- **OPIS ZADANIA**: Przepisz fragment tekstu o pozwie przeciwko Newsweekowi od "Sponsorzy zamieszani w" do "od prywatnych sponsorów.", zamieniając "prywatnych" na "niezależnych".

''Układ zamknięty'': Twórcy filmu pozywają naczelnego Newsweeka
24.04.2013 | aktual.: 22.03.2017 19:25
Kontrowersyjny tekst ukazał się w ostatnim numerze Newsweeka z 22 kwietnia tego roku. Artykuł poświęcony jest rzekomym niejasnym powiązaniom twórców "Układu" z dwoma sponsorami obrazu - Januszem Kaczmarkiem i Andrzejem Długoszem - oraz "kryminalnej przeszłości" scenarzysty filmu.
Kontrowersji wokół najnowszego filmu Ryszarda Bugajskiego ciąg dalszy. Twórcy „Układu zamkniętego” w oficjalnym oświadczeniu dla mediów zapowiadają, że szykują pozew przeciwko Newsweekowi oraz jego naczelnemu, Tomaszowi Lisowi. Powodem jest zamieszczony na łamach tygodnika artykuł „Kulisy »Układu zamkniętego« . Układ oskarżonych i sponsorów”.
Kontrowersyjny tekst ukazał się w ostatnim numerze Newsweeka z 22 kwietnia tego roku. Artykuł poświęcony jest rzekomym niejasnym powiązaniom twórców "Układu" z dwoma sponsorami obrazu - Januszem Kaczmarkiem i Andrzejem Długoszem - oraz "kryminalnej przeszłości" scenarzysty filmu.
Ci ostatni już stanowczo zapowiedzieli, że skierują całą sprawę do sądu.
Sponsorzy zamieszani w aferę?
„Układ zamknięty” to pierwszy polski film w całości zrealizowanym bez udziału środków przyznawanych przez Polski Instytut Sztuki Filmowej. W sumie budżet zamknął się w niemal sześciu milionach złotych pochodzących od prywatnych sponsorów.
Według autorów Newsweeka to również pierwsza w historii polskiego filmu sprawa, gdzie „oskarżeni (lub byli oskarżeni) stają się prokuratorami.”
Chodzi o sponsorów filmu – byłego polityka KLD i UW, PR-owca Andrzeja Długosza, byłego prokuratora krajowego Janusza Kaczmarka oraz producenta i scenarzystę filmu Mirosława Piepkę, który, jak piszą autorzy, został „prawomocnie skazany w aferze Stella Maris”.
Nierzetelna manipulacja?
- Treść wymienionego artykułu jest w naszym najgłębszym przekonaniu zmanipulowana, nierzetelna, nieuczciwa, a cały artykuł napisany pod określoną z góry założoną tezę - czytamy w oświadczeniu twórców filmu.
Według autorów publikacji Andrzej Długosz, którego firma Cross Media PR przekazała na produkcję „Układu” 20 tys. zł, miał być zamieszany w tzw. aferę „Stella Maris”.

(Rekordy źródłowe)
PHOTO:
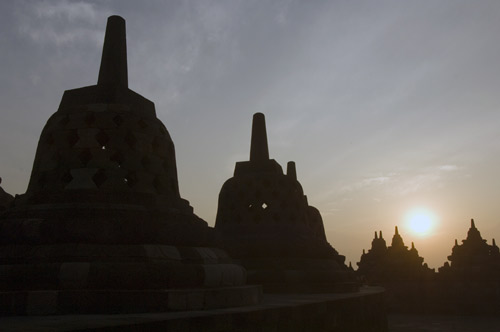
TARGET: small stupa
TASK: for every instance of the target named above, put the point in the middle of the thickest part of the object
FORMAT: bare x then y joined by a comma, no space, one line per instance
102,227
474,259
382,264
266,222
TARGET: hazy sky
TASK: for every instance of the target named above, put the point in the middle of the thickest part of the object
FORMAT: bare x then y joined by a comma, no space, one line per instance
384,106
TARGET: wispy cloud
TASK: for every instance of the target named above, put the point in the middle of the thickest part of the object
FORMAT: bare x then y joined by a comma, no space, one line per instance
61,22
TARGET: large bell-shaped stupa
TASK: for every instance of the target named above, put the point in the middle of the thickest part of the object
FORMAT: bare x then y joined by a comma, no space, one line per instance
102,226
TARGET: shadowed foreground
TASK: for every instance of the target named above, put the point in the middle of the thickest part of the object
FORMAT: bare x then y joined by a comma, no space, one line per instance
443,323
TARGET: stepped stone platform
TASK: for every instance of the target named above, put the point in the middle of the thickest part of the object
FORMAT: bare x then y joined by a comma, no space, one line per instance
361,311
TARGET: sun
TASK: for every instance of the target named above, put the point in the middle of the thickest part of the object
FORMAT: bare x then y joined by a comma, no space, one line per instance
420,221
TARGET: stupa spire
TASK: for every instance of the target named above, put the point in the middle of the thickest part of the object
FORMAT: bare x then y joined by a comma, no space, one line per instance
113,70
258,148
291,170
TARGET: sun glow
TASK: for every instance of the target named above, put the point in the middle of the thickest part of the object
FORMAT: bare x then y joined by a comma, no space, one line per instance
420,221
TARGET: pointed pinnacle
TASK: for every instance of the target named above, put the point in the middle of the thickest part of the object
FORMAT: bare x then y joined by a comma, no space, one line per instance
258,148
291,171
113,70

- **GOTOWA ODPOWIEDŹ**:
Sponsorzy zamieszani w aferę?
„Układ zamknięty” to pierwszy polski film w całości zrealizowanym bez udziału środków przyznawanych przez Polski Instytut Sztuki Filmowej. W sumie budżet zamknął się w niemal sześciu milionach złotych pochodzących od niezależnych sponsorów.